Return the data below exactly, minus the pictures.
-------- Dataset excerpts --------
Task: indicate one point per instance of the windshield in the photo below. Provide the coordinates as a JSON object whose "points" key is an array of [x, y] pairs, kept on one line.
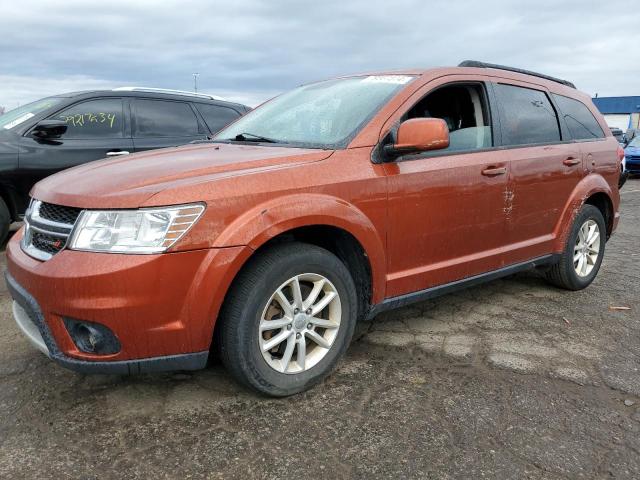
{"points": [[635, 142], [322, 115], [19, 115]]}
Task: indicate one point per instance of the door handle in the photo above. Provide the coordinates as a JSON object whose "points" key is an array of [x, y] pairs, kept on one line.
{"points": [[494, 171], [571, 161]]}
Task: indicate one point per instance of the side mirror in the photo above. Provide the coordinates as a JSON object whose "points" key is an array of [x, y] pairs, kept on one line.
{"points": [[47, 129], [419, 135]]}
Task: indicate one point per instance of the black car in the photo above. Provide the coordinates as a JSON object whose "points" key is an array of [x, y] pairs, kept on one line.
{"points": [[618, 133], [43, 137]]}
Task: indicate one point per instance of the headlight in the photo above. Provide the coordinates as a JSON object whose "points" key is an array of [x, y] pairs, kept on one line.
{"points": [[148, 230]]}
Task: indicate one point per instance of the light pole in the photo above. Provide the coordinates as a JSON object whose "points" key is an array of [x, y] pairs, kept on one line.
{"points": [[195, 81]]}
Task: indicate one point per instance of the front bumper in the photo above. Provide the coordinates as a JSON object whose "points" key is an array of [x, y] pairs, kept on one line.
{"points": [[162, 308], [31, 322]]}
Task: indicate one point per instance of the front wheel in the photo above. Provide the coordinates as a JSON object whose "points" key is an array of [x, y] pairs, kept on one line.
{"points": [[288, 319], [581, 259]]}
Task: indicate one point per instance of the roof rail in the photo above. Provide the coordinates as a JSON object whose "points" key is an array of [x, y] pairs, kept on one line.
{"points": [[166, 90], [476, 64]]}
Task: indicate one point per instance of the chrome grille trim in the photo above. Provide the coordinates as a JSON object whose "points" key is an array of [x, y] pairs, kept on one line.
{"points": [[35, 223]]}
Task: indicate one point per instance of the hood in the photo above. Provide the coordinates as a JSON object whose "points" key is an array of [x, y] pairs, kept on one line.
{"points": [[127, 182]]}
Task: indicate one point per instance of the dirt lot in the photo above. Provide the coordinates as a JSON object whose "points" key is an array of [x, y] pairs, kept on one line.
{"points": [[513, 379]]}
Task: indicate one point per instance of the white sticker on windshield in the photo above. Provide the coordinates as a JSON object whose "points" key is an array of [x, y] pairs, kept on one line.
{"points": [[19, 120], [395, 79]]}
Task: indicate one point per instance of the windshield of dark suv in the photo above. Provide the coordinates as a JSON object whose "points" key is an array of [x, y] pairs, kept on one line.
{"points": [[19, 115], [321, 115], [635, 142]]}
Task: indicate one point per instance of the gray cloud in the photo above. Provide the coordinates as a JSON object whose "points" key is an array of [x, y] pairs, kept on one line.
{"points": [[249, 50]]}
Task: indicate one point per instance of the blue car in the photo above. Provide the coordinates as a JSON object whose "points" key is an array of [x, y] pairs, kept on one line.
{"points": [[632, 154]]}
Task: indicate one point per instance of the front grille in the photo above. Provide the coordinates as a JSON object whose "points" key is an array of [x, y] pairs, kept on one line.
{"points": [[47, 243], [59, 213], [47, 228]]}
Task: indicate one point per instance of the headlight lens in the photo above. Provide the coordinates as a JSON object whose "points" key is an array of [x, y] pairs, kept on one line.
{"points": [[149, 230]]}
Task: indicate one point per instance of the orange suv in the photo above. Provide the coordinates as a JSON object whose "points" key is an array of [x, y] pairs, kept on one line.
{"points": [[326, 205]]}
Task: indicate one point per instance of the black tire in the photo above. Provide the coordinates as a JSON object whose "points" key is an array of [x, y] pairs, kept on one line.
{"points": [[5, 222], [563, 274], [237, 334]]}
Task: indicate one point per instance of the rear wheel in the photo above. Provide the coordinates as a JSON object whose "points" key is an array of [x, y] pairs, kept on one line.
{"points": [[288, 319], [5, 221], [581, 259]]}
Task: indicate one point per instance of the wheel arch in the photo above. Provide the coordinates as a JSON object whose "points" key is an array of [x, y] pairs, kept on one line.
{"points": [[321, 220], [592, 190]]}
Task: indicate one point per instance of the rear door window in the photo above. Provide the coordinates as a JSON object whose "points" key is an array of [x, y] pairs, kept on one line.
{"points": [[100, 118], [581, 122], [526, 116], [216, 116], [160, 118]]}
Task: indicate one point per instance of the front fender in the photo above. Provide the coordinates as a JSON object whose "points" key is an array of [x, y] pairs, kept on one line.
{"points": [[269, 219], [588, 186]]}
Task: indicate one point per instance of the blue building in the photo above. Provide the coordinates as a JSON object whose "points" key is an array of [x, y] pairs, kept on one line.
{"points": [[620, 112]]}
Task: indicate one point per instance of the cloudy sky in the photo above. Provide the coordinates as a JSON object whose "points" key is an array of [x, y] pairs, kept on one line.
{"points": [[250, 50]]}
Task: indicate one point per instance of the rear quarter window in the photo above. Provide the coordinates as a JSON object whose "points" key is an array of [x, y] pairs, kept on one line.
{"points": [[579, 119], [526, 116], [216, 117], [163, 118]]}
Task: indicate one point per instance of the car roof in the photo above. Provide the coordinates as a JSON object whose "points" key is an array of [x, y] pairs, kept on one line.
{"points": [[472, 67], [152, 93]]}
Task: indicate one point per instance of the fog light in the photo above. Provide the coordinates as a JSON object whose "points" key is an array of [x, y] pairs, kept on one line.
{"points": [[92, 337]]}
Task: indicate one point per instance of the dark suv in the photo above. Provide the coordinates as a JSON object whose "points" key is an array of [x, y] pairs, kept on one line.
{"points": [[43, 137]]}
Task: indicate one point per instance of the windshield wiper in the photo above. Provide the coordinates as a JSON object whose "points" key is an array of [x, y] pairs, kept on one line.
{"points": [[252, 137]]}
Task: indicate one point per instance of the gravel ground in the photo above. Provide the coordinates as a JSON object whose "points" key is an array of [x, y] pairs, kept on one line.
{"points": [[513, 379]]}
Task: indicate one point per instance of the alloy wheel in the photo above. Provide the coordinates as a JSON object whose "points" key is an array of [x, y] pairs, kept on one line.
{"points": [[587, 248], [299, 323]]}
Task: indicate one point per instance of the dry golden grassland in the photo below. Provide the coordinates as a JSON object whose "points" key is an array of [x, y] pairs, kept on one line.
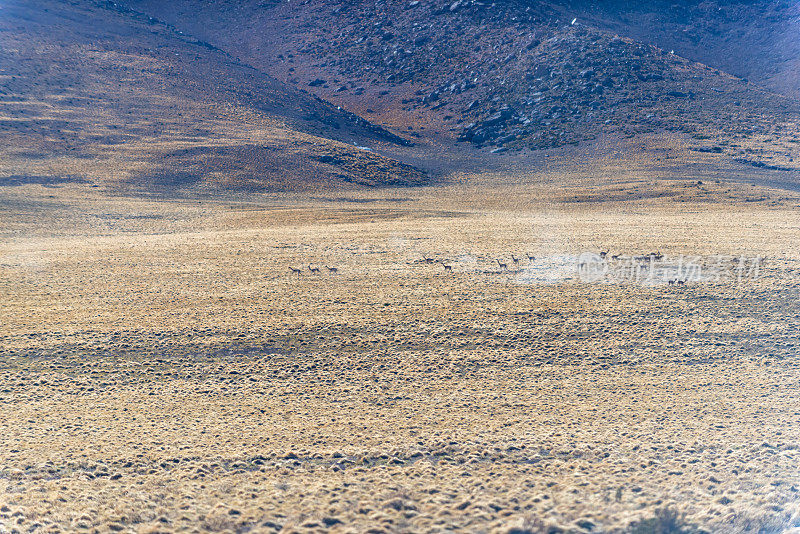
--------
Your solution |
Task: indicate one point per instance of the windshield in the photo below. Provide the coordinates as a JSON object whose "points" key is an array of [x, y] pairs, kept on one line.
{"points": [[635, 142], [322, 115], [19, 115]]}
Task: indicate one point per instance of the door handle in the photo above. Provide the coordinates as a JSON object whose "points" key is an array of [x, y] pairs, kept on one line.
{"points": [[494, 171], [571, 161]]}
Task: indicate one point per instance of the side mirror in the photo above. Provide the coordinates as a JSON object whose "points" key is an array of [x, y] pairs, kept on one line.
{"points": [[47, 129], [419, 135]]}
Task: indicate one point per instance of the black car in the photo above. Provide the coordinates as a JSON object whose "points" key is an array of [x, y] pairs, kept on one line.
{"points": [[618, 133], [43, 137]]}
Task: indicate one point per instance of the headlight in the photo above. Provide the coordinates as a JSON object whose "points" key is an array of [x, y] pairs, kept on one line.
{"points": [[148, 230]]}
Task: indicate one point per instance of the light pole in the photo above. Provide the coordinates as a JSON object whose "points" key is an array of [x, y] pairs, kept on one line.
{"points": [[195, 81]]}
Task: indicate one point per instance of the front bumper in the photo above. Provide the coordinates as a JSON object whose "points" key is an array of [x, y] pairs, kept on one line.
{"points": [[162, 308], [31, 322]]}
Task: indicate one point per instance of the front wheel in the photo above. Provide the coordinates as a JSON object whose "points" key is an array of [x, y] pairs, kept on one line.
{"points": [[288, 319], [581, 259]]}
Task: indicate one point per instance of the roof rail in the photo above. Provide the coordinates as a JSON object whose "points" key is an array of [x, y] pairs, kept on one line.
{"points": [[166, 90], [476, 64]]}
Task: indicate one point per instance of the chrome grille trim in the photo above. Provide the coordinates as a JSON object whose "points" key is an array of [x, y] pairs, kept on one line.
{"points": [[35, 223]]}
Task: indicate one point per instance of the hood in the photo above. Provide the coordinates as a JSON object whose "points" key is an array of [x, y] pairs, kept on one line.
{"points": [[127, 182]]}
Task: indicate one point per instance of the dirt lot in the photo above. Provide the coordinates as a JSON object whose "points" key is an array of [x, y] pairs, kept on one line.
{"points": [[513, 379]]}
Task: indicate one point per instance of the white sticker on windshield in the photo above. Provide the coordinates as a JSON object whose "points" key is an array of [x, y] pairs, kept on one line.
{"points": [[19, 120], [395, 79]]}
Task: indicate one point per instance of the windshield of dark suv in the photo above. Provide the coordinates as a JSON object whose "points" key is an array of [x, y] pairs, kept on one line.
{"points": [[19, 115], [321, 115], [635, 142]]}
Task: indicate one point per instance of the gray cloud in the photo above. Provide the coordinates as a JSON object whose "points" key is an array of [x, y] pairs, kept on one line.
{"points": [[249, 50]]}
Task: indicate one point per instance of the blue car in the photo above. Provide the coordinates as a JSON object whose "points" key is an array of [x, y] pairs, kept on one line.
{"points": [[632, 154]]}
Task: indicate one point per instance of the front grille in the photo above. Provide the coordinates as a JSON object whose "points" key is an array of [x, y] pairs, kept on one line.
{"points": [[47, 243], [59, 213], [47, 228]]}
Task: indicate one point per instance of the headlight lens in the photo above. Provide the coordinates as a JSON object whose "points" key is an array of [x, y] pairs, kept on one line.
{"points": [[149, 230]]}
Task: indicate one point per instance of the orange suv in the photo above. Provide the coordinates as a JSON object whose "points" key is an array of [x, y] pairs, kept on one line.
{"points": [[326, 205]]}
Task: indicate one point per instance of the black tire in the photo above. Provide the coordinates as a JSON object whose "points" key is an array of [x, y] pairs, kept on one line.
{"points": [[5, 222], [563, 274], [237, 334]]}
Task: indicate one point per instance of the rear wheel in the photo above. Provide the coordinates as a JSON object whose "points" key is an array of [x, y] pairs, kept on one line.
{"points": [[288, 319], [5, 221], [581, 259]]}
Task: indicate one point per instance of the wheel arch in the photo above. Provide the coordinates as a JSON object whose "points" key is an array of [x, y] pairs, kept on one line.
{"points": [[321, 220], [592, 190]]}
Task: indicate one point per instance of the rear door window in the photo above. Provide the coordinates as a JSON object whose "points" key is an array of [x, y] pairs, kept on one line.
{"points": [[100, 118], [581, 122], [526, 116], [216, 116], [160, 118]]}
Task: indicate one point per instance of the front fender in the photo above. Provide the coordinates as a JSON object whose "points" key is an array of [x, y] pairs, kept on one line.
{"points": [[269, 219], [588, 186]]}
Task: indicate one point per instance of the blue building in the photo above. Provide the coordinates as a JSON object whose "points" key is an array of [x, y] pairs, kept on one line.
{"points": [[620, 112]]}
Task: indicate one point per instance of the cloudy sky in the photo above. Provide the coordinates as a JSON object whose "points" key is an array of [x, y] pairs, kept on one line.
{"points": [[250, 50]]}
Task: indicate one point per instance of the rear quarter window in the photo above. Provide the coordinates as a JSON object whose "points" key is an array of [x, y] pairs, kept on one line.
{"points": [[579, 119], [526, 116], [216, 117], [163, 118]]}
Task: indicate one point per instance of the car roof in the photo above. Provide the coordinates as a JSON object whose "points" key is an array of [x, y] pairs, kept on one line.
{"points": [[472, 67], [152, 93]]}
Task: indicate one point per instance of the fog light in the photo above. Provide the coordinates as a JSON object whose "points" key is an array of [x, y] pairs, kept on one line.
{"points": [[92, 337]]}
Task: indicate one point per instance of the dark suv in the photo above. Provide the coordinates as a JSON object whose "points" key is an array of [x, y] pairs, kept on one line.
{"points": [[43, 137]]}
Task: indicate one point per instance of the windshield wiper in the photo above. Provide the coordinates as a JSON object whose "points" key is an array of [x, y] pairs, kept on one line.
{"points": [[252, 137]]}
Task: indicate one point per instance of the gravel ground in the photo above. Provide the coordinates as a JSON object whose "points" key is an array of [x, y] pairs, kept on one line.
{"points": [[513, 379]]}
Task: indicate one point per instance of the alloy wheel in the photo above. Provide the coordinates as a JSON object whose "points" key is an array of [x, y] pairs, kept on one line.
{"points": [[587, 248], [299, 323]]}
Task: indicate one point per instance of the dry golden grassland in the photo below. Provide the coordinates as a JSON object whose "points" key is an array of [x, y] pairs, kept on one line.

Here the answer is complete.